> _Reading text_

Still, even with those gains, it’s not all good news for Democrats. The party won less than 40 percent of the total 2018 House vote in the most rural counties, according to The Daily Yonder’s classification system. Big rural margins also helped Republicans oust Democratic senators in Missouri, North Dakota, and Indiana that year. Karofsky still lost most of the counties in Wisconsin’s northwest. And the debate over how quickly to reopen the economy could align Trump with many rural communities against most Democrats and public-health experts.
Many big-city mayors are dubious that it will be safe anytime soon to reopen their economies on a mass scale, and they’ve warned that economic recovery could come slowly. “There may also be bigger challenges getting people back to work in urban areas,” Levitt, of the Kaiser Family Foundation, said. “People in cities rely much more heavily on public transportation, and they work and shop in much closer quarters.”

> _Task item 1_
According to the passage on rural voting and reopening the economy, what share of the total 2018 House vote did Democrats win in the most rural counties?
> _Task item 2_
Carry on the passage on rural voting and reopening the economy, writing what comes after its final sentence.

> _Data extracts_
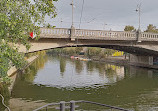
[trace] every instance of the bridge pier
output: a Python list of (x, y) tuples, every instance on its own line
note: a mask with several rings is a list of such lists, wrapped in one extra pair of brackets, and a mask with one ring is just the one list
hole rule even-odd
[(153, 66), (153, 56), (140, 56), (130, 54), (130, 64), (141, 66), (141, 67), (152, 67)]

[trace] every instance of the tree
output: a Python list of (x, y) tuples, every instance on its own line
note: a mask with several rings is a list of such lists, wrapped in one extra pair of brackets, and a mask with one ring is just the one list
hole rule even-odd
[(0, 77), (5, 77), (13, 65), (25, 65), (24, 54), (18, 52), (16, 44), (29, 49), (29, 33), (34, 31), (39, 37), (39, 26), (50, 26), (45, 17), (56, 16), (55, 1), (0, 0)]
[(136, 29), (133, 26), (128, 25), (128, 26), (125, 26), (124, 31), (133, 32), (133, 31), (136, 31)]
[(156, 29), (156, 26), (154, 26), (153, 24), (149, 24), (145, 32), (158, 33), (158, 29)]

> _Task result 1_
Less than 40 percent.

> _Task result 2_
“The piecemeal fashion that we entered into these ‘stay at home’ orders could prove disastrous if we take a similar approach to exiting these orders,” Dallas Mayor Eric Johnson texted me on Thursday. “A more coordinated approach to relaxing and ultimately ending these harsh restrictions—whether it is national, statewide or regional—is our best insurance against the virus raging back and making all of our sacrifices for naught.”
A divergence in the economic recovery of urban and nonurban areas—coming after a comparable split in their experience with the disease itself—could put Trump in a difficult position. It could force him to generate even bigger margins in small communities to offset a potentially weaker performance than last time in the largest ones. In all these ways, the virus’s effect on America is coursing through the channels already cut by its existing geographic and political differences. It should surprise no one if a current this powerful and destabilizing only deepens that divide.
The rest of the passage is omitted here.